Transcribe precisely those lines of the listing that fall between the line containing "If you could identify the black floral" and the last line, inclusive of both.

* Start *

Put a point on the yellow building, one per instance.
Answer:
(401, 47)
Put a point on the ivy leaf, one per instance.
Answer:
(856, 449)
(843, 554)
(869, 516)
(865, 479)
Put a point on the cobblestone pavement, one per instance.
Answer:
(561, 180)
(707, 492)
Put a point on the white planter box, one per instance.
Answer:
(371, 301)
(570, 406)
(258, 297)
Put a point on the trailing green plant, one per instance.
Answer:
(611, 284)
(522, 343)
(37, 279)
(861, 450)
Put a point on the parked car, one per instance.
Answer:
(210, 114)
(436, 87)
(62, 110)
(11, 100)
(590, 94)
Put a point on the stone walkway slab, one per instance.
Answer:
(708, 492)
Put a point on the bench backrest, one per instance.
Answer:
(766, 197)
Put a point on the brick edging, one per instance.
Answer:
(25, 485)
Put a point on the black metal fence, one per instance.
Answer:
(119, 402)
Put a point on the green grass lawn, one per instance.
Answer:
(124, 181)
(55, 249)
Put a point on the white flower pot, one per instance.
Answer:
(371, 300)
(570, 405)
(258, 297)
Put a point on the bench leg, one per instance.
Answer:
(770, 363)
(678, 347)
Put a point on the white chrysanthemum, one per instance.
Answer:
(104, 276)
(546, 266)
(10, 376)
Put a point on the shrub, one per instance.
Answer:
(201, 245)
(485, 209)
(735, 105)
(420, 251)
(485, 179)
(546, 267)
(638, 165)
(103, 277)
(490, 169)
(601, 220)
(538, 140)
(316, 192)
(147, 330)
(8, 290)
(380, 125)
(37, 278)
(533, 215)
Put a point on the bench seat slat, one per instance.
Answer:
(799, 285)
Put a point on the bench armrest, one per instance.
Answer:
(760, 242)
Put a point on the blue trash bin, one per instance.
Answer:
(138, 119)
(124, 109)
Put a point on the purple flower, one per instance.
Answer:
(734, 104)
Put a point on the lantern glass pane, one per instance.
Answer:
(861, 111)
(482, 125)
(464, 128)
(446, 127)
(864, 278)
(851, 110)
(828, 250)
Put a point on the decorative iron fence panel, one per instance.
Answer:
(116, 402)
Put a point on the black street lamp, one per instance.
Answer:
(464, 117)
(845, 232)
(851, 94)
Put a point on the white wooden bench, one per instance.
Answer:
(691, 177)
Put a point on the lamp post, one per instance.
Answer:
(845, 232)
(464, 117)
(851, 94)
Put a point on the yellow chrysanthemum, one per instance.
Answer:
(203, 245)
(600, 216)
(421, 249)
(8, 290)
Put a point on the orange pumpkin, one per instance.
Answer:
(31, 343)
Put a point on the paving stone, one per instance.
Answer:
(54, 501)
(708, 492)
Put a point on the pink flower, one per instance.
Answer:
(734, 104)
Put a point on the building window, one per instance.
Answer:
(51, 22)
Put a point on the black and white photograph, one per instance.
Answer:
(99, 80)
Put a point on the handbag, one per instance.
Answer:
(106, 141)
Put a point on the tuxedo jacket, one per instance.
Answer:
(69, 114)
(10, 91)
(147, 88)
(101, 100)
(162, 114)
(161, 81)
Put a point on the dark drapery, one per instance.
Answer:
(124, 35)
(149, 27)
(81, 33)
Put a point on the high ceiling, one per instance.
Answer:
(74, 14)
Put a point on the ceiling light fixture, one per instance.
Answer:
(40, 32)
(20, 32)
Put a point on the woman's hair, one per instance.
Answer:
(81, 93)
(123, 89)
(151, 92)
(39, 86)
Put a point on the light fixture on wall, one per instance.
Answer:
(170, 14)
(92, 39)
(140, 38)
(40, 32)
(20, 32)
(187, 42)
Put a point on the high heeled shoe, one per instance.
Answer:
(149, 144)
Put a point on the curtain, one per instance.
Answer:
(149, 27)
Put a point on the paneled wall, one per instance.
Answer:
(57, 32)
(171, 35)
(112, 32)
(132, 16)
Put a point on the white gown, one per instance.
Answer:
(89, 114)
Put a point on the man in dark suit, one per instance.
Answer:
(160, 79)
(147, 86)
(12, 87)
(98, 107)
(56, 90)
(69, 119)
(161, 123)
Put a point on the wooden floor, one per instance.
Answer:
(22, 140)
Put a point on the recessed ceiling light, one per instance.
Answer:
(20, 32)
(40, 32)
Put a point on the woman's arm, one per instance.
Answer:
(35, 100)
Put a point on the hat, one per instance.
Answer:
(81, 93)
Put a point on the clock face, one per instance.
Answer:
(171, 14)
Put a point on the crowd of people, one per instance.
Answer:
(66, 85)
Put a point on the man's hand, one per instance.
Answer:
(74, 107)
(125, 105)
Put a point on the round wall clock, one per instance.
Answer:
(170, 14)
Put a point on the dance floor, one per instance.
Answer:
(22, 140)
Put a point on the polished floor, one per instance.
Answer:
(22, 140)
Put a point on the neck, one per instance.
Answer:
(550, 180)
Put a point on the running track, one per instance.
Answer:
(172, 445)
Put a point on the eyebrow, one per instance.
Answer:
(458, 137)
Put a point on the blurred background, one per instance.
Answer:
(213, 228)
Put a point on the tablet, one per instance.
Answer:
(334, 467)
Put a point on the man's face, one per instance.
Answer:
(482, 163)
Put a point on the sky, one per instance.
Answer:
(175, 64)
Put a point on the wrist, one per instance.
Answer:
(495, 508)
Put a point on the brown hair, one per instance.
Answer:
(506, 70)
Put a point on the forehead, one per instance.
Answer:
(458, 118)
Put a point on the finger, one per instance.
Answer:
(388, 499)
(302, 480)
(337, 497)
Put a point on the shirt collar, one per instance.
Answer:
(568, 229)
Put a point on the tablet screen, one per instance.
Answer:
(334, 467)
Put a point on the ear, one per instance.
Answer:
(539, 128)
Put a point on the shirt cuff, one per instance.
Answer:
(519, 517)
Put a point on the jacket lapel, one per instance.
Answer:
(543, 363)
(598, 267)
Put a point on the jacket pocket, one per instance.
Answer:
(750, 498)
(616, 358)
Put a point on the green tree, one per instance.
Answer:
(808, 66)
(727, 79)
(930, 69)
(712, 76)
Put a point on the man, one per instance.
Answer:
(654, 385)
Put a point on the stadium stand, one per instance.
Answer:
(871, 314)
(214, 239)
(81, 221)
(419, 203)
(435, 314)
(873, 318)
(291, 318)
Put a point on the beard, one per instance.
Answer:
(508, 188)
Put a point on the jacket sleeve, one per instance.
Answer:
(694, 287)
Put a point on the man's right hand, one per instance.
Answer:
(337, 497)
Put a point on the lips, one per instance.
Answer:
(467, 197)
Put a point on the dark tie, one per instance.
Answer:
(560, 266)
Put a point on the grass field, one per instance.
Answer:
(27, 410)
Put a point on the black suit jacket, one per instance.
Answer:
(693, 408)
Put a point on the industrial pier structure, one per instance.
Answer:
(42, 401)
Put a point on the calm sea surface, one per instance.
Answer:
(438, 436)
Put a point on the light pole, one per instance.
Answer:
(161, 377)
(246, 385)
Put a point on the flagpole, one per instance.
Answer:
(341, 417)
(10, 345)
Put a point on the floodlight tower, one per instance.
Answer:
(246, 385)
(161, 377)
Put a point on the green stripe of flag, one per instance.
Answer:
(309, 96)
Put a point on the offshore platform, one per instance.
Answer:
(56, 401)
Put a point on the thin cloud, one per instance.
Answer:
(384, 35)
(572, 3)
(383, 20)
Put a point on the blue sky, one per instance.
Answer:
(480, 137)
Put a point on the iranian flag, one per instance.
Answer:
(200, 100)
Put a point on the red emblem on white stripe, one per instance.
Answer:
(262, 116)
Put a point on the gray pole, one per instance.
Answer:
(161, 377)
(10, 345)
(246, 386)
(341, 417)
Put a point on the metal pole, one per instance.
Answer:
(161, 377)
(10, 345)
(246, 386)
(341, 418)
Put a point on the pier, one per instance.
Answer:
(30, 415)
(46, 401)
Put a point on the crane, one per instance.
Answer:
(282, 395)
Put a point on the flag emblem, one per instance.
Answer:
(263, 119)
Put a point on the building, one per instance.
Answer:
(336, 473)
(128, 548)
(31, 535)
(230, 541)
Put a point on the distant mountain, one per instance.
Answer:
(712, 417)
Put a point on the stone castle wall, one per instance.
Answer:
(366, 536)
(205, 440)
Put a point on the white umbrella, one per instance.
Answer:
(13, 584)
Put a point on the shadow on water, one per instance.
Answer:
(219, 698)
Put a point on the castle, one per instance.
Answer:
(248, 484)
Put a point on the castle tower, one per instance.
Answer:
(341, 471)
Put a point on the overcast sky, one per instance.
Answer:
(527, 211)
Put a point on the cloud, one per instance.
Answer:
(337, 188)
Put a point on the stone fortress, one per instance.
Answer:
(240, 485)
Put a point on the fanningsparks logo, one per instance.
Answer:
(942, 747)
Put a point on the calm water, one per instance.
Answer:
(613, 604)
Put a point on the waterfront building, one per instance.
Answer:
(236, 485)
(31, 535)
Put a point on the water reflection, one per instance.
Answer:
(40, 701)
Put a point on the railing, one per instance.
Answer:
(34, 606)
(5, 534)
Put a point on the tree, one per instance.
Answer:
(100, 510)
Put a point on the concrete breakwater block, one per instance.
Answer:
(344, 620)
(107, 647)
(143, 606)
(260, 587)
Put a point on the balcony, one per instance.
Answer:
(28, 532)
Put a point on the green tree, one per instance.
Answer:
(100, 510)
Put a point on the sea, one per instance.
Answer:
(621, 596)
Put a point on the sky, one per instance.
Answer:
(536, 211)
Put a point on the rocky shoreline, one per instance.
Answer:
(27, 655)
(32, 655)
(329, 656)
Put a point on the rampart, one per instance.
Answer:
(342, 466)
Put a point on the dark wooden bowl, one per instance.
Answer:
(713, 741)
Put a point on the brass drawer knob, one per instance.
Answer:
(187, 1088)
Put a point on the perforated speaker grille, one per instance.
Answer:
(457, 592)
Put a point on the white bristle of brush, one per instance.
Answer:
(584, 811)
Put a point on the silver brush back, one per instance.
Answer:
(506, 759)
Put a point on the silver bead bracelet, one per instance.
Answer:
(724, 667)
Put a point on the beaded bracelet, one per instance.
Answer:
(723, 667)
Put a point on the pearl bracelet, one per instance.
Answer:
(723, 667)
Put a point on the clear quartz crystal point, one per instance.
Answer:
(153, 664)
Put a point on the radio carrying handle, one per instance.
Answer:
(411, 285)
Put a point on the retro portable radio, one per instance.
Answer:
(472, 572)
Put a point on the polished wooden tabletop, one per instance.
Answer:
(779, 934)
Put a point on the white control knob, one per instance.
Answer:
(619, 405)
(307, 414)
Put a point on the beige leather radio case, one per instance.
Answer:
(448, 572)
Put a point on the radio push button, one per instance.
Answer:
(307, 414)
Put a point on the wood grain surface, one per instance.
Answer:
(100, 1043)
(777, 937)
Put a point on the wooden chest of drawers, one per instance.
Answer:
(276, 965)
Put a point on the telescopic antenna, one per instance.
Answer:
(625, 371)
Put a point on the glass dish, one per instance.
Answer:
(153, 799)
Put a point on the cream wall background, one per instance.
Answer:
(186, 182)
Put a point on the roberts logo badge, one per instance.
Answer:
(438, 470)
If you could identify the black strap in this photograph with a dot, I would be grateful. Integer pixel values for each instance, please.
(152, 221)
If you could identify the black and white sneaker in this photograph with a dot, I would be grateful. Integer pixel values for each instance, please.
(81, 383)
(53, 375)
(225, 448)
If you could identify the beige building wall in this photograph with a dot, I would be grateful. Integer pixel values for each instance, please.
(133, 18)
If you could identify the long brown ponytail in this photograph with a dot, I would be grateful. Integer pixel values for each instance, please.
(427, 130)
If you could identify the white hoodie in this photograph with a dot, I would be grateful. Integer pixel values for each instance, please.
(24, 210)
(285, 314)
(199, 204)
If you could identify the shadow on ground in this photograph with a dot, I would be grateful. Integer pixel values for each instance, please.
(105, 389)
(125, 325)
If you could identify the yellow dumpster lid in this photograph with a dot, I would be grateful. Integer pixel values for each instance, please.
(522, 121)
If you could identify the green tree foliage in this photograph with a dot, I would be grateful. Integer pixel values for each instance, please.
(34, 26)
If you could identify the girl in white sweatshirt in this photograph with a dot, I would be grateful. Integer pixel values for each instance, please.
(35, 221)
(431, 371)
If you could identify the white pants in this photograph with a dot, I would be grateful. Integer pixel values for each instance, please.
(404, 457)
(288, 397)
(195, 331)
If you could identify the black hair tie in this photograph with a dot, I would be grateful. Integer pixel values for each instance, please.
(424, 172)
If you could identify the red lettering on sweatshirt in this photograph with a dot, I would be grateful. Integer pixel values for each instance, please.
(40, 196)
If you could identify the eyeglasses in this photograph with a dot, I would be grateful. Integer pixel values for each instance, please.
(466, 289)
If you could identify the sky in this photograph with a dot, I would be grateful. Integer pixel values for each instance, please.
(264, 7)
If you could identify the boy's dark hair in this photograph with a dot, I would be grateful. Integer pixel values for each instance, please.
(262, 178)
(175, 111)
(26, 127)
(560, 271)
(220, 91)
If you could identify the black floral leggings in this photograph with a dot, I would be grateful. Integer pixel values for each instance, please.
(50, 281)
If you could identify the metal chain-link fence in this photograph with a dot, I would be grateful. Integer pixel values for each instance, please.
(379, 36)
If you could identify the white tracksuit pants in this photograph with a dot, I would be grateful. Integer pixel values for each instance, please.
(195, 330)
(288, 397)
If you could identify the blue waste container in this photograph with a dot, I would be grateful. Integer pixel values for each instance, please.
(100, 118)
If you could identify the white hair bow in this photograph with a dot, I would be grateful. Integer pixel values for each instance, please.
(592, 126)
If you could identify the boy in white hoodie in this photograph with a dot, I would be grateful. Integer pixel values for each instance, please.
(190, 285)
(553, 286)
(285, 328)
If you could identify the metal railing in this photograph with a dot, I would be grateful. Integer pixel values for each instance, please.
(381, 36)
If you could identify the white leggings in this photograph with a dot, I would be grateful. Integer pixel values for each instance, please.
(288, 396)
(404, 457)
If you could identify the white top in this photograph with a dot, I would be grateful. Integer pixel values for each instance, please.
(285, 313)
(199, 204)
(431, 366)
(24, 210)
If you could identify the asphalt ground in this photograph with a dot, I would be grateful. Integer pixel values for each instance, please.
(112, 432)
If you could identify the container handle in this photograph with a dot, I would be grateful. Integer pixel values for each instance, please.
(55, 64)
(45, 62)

* End *

### [Solved problem]
If you could identify the black floral leggings in this photograph with a dot, I would be grateful. Integer pixel values for each instance, please.
(50, 281)
If you could identify the metal chain-link fence in this photograph with a dot, I would be grateful. Integer pixel values for each instance, please.
(379, 36)
If you could identify the white tracksuit pants in this photograph with a dot, I would be grateful. Integer pixel values for each instance, please.
(195, 330)
(288, 397)
If you could identify the blue waste container in this photograph with a dot, I would be grateful. Integer pixel values for each instance, please.
(100, 118)
If you could identify the white hair bow in this photograph with a dot, I would be grateful. Integer pixel values for each instance, please.
(592, 126)
If you could identify the boy in white hoodie in this photograph with a dot, I would be grateful. Integer pixel values for each instance, please.
(190, 285)
(553, 286)
(285, 328)
If you could identify the metal railing in this photograph with a dot, I would be grateful. Integer pixel values for each instance, please.
(381, 36)
If you could identify the white leggings in this photograph with a dot, I would be grateful. Integer pixel values for each instance, please.
(288, 396)
(404, 457)
If you could identify the white top in this photograph with a dot, I would be grateful. Integer pixel values for each instance, please.
(285, 313)
(199, 204)
(431, 366)
(24, 210)
If you could identify the asphalt ground in this photograph with a dot, I would be grateful. Integer pixel values for each instance, please.
(112, 432)
If you could identify the container handle in this photograph with a dot, I would be grateful. Integer pixel values for each instance, please.
(55, 64)
(45, 62)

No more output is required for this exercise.